Annotation dataset entries
((
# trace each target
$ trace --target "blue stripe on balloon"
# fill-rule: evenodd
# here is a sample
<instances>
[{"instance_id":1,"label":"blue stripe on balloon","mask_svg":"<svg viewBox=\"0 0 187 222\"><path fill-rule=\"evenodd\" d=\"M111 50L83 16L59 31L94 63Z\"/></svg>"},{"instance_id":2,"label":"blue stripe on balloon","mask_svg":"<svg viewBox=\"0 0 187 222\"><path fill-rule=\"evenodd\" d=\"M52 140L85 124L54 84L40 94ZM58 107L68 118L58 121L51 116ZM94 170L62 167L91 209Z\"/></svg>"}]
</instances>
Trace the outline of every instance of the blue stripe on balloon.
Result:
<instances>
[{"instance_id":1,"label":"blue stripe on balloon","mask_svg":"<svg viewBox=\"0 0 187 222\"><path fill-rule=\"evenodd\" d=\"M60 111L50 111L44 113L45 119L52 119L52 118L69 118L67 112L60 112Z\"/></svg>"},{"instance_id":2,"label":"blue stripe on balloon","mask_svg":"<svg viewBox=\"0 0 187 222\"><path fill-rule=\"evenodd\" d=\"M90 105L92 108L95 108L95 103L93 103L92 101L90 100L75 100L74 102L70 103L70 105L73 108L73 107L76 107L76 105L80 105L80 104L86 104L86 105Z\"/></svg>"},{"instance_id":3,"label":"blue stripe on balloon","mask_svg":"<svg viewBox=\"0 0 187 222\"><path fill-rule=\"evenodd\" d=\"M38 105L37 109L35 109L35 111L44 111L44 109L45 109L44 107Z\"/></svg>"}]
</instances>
))
*WHAT IS NEEDED*
Reproduce the rows above, replacing "sample" with "demo" and leaving everything else unchanged.

*REPLY*
# trace each target
$ trace --target "blue stripe on balloon"
# fill-rule: evenodd
# here is a demo
<instances>
[{"instance_id":1,"label":"blue stripe on balloon","mask_svg":"<svg viewBox=\"0 0 187 222\"><path fill-rule=\"evenodd\" d=\"M111 50L83 16L59 31L94 63Z\"/></svg>"},{"instance_id":2,"label":"blue stripe on balloon","mask_svg":"<svg viewBox=\"0 0 187 222\"><path fill-rule=\"evenodd\" d=\"M52 140L85 124L54 84L40 94ZM58 107L68 118L58 121L51 116ZM94 170L62 167L91 209Z\"/></svg>"}]
</instances>
Trace the outline of every instance of the blue stripe on balloon.
Result:
<instances>
[{"instance_id":1,"label":"blue stripe on balloon","mask_svg":"<svg viewBox=\"0 0 187 222\"><path fill-rule=\"evenodd\" d=\"M60 111L50 111L44 113L45 119L52 119L52 118L69 118L67 112L60 112Z\"/></svg>"},{"instance_id":2,"label":"blue stripe on balloon","mask_svg":"<svg viewBox=\"0 0 187 222\"><path fill-rule=\"evenodd\" d=\"M90 105L92 108L95 108L95 103L93 103L92 101L90 100L75 100L74 102L70 103L70 105L73 108L73 107L76 107L76 105L80 105L80 104L86 104L86 105Z\"/></svg>"},{"instance_id":3,"label":"blue stripe on balloon","mask_svg":"<svg viewBox=\"0 0 187 222\"><path fill-rule=\"evenodd\" d=\"M38 105L37 109L35 109L35 111L44 111L44 109L45 109L44 107Z\"/></svg>"}]
</instances>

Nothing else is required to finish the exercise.